-- Extracted data follows --
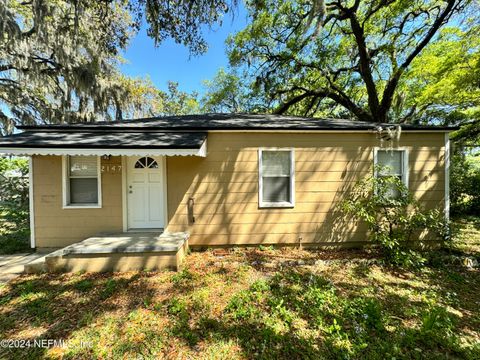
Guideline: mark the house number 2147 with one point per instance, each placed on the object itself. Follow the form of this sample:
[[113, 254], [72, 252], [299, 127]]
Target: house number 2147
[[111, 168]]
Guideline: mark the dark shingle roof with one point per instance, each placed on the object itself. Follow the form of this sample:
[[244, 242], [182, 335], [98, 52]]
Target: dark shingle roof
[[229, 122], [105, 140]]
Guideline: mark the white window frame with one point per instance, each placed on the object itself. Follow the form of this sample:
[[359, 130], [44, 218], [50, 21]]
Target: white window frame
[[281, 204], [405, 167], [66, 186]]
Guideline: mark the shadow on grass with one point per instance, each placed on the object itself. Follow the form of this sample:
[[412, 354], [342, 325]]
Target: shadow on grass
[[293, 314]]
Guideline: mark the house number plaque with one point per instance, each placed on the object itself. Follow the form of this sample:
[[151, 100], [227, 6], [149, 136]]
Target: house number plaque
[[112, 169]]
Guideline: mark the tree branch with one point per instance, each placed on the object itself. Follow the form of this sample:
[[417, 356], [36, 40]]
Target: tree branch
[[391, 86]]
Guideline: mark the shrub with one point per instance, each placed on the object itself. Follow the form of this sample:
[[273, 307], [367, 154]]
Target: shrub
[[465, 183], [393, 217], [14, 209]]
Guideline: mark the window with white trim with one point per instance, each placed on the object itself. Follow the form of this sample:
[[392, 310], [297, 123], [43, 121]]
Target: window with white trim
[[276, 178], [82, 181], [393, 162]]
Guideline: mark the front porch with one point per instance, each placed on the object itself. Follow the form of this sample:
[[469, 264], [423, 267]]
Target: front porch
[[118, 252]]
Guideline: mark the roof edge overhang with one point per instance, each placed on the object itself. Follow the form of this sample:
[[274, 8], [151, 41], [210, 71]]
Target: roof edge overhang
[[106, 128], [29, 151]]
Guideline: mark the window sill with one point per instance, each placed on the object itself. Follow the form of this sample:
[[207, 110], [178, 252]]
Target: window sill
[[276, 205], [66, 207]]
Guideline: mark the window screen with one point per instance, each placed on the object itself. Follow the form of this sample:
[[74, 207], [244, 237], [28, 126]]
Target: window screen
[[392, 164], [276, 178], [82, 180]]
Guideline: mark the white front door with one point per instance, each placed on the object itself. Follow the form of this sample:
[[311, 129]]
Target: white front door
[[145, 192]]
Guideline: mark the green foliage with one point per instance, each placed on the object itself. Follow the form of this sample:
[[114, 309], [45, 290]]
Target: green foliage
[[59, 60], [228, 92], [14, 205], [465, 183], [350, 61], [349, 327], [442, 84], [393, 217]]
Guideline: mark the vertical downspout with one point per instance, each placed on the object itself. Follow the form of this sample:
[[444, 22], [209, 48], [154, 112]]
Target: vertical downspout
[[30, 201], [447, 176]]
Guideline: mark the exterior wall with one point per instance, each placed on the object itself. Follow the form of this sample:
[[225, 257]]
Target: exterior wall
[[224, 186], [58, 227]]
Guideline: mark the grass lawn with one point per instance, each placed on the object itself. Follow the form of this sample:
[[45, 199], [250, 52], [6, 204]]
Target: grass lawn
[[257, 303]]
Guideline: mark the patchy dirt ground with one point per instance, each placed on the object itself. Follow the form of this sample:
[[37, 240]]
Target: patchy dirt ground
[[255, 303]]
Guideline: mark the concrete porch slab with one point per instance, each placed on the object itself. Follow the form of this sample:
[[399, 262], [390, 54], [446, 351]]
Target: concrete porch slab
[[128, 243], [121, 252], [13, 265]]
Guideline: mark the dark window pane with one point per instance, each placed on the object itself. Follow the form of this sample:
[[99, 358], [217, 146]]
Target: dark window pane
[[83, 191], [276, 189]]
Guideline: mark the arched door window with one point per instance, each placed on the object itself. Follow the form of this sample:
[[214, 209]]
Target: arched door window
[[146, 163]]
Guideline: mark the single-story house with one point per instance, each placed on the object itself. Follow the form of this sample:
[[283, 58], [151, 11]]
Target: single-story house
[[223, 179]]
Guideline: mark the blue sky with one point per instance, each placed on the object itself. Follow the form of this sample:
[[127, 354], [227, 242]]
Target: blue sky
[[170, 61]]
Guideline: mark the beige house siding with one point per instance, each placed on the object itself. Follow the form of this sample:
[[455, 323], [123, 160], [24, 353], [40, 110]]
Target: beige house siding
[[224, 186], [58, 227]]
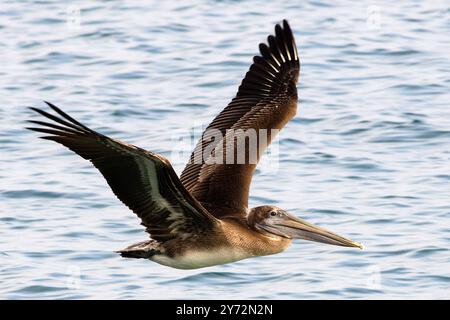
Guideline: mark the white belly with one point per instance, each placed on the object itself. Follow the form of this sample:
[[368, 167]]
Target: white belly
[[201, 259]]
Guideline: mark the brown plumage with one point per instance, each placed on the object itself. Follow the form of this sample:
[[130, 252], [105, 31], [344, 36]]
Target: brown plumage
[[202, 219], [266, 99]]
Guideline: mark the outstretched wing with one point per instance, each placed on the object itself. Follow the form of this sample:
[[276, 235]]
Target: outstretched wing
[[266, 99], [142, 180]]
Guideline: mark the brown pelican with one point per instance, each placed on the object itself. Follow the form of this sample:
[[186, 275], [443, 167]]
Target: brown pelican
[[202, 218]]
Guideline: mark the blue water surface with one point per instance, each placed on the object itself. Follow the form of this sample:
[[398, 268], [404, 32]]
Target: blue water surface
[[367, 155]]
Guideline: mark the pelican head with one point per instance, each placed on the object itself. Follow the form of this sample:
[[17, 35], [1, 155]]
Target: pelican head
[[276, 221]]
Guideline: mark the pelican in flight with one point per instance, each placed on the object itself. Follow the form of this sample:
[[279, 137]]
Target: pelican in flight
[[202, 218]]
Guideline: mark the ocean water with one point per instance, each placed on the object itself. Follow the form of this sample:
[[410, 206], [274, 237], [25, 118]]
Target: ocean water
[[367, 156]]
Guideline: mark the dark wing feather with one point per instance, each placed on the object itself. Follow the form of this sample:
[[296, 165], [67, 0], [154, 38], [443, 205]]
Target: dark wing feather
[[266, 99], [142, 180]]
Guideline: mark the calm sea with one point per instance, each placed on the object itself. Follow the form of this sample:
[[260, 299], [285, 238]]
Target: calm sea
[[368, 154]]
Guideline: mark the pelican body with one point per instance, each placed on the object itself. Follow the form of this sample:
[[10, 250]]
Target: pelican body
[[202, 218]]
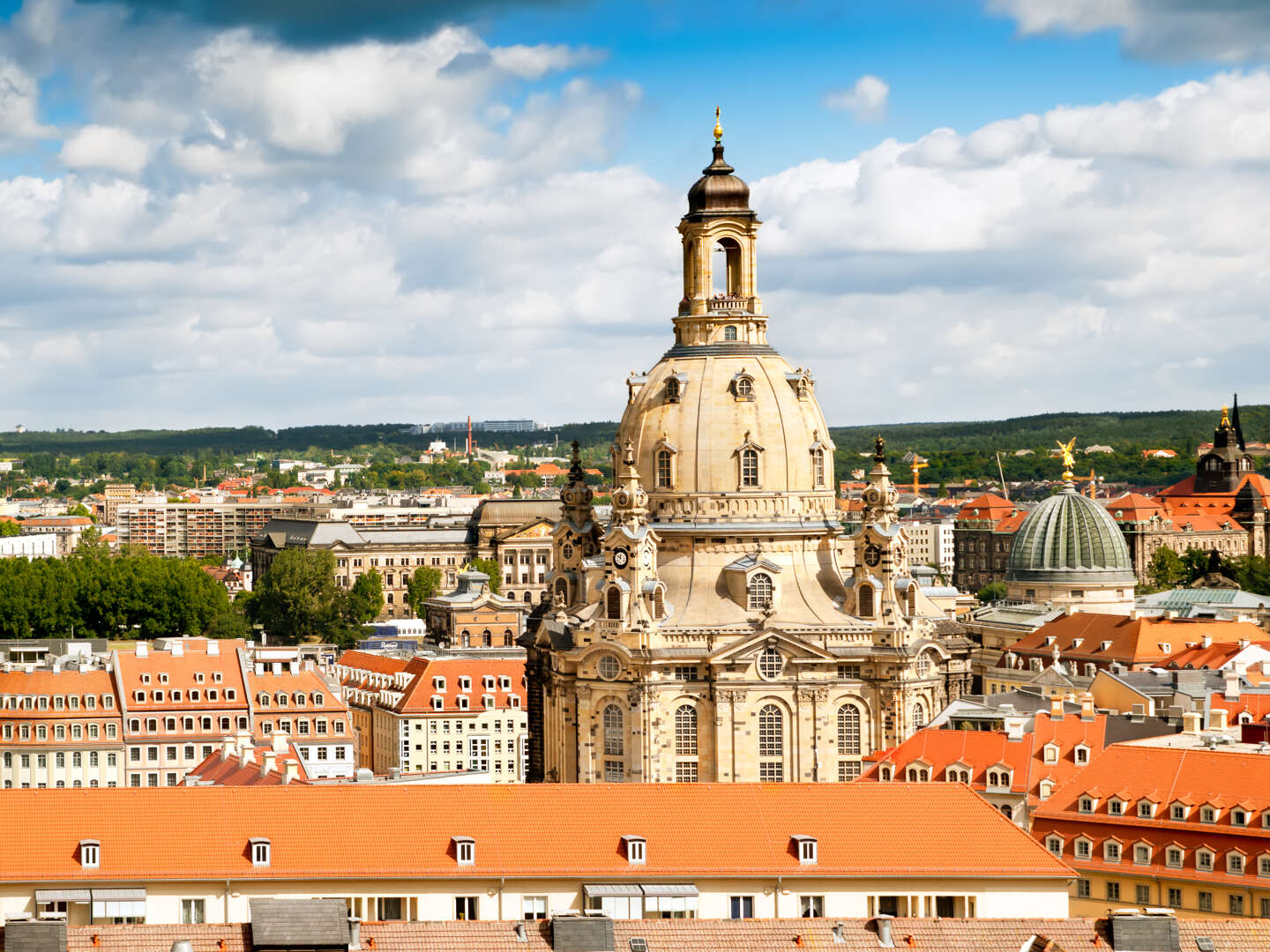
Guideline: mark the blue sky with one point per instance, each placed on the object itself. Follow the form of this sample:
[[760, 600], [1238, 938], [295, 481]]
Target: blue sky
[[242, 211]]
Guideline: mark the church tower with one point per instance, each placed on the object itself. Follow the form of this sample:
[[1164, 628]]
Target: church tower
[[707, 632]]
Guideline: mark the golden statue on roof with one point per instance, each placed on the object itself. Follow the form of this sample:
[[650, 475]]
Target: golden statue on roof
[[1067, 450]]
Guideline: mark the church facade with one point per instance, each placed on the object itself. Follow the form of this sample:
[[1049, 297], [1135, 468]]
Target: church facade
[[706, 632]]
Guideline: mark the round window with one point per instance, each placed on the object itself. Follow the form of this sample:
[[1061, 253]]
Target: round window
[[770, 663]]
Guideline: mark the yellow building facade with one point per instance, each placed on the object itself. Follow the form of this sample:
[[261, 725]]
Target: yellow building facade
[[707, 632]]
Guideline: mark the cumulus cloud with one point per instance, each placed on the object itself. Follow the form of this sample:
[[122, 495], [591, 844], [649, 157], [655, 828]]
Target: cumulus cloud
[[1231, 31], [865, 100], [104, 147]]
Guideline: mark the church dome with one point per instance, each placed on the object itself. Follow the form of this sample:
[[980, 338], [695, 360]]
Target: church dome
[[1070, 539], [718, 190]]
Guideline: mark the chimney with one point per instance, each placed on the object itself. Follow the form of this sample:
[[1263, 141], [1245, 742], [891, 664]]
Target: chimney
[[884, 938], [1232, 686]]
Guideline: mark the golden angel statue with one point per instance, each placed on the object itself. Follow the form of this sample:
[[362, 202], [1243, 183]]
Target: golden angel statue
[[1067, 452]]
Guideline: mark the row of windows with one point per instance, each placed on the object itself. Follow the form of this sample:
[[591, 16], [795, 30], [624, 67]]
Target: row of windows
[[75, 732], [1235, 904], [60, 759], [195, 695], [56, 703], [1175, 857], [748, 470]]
-- Extracted data concluded --
What is needed:
Give back, exactly as written, the lines from the top of the material above to the line containing "[[244, 242], [182, 335], [98, 52]]", both included; skip every picture.

Answer for this exercise:
Guideline: mark the house number 2147 with one point per instance, each placed on the object itself. Follow the form of this sample:
[[113, 254], [72, 252], [299, 127]]
Target: house number 2147
[[111, 168]]
Guideline: mark the dark shingle roof with one point per instance, each placed on the object itself. Follow the form of this sample:
[[244, 242], [182, 335], [98, 52]]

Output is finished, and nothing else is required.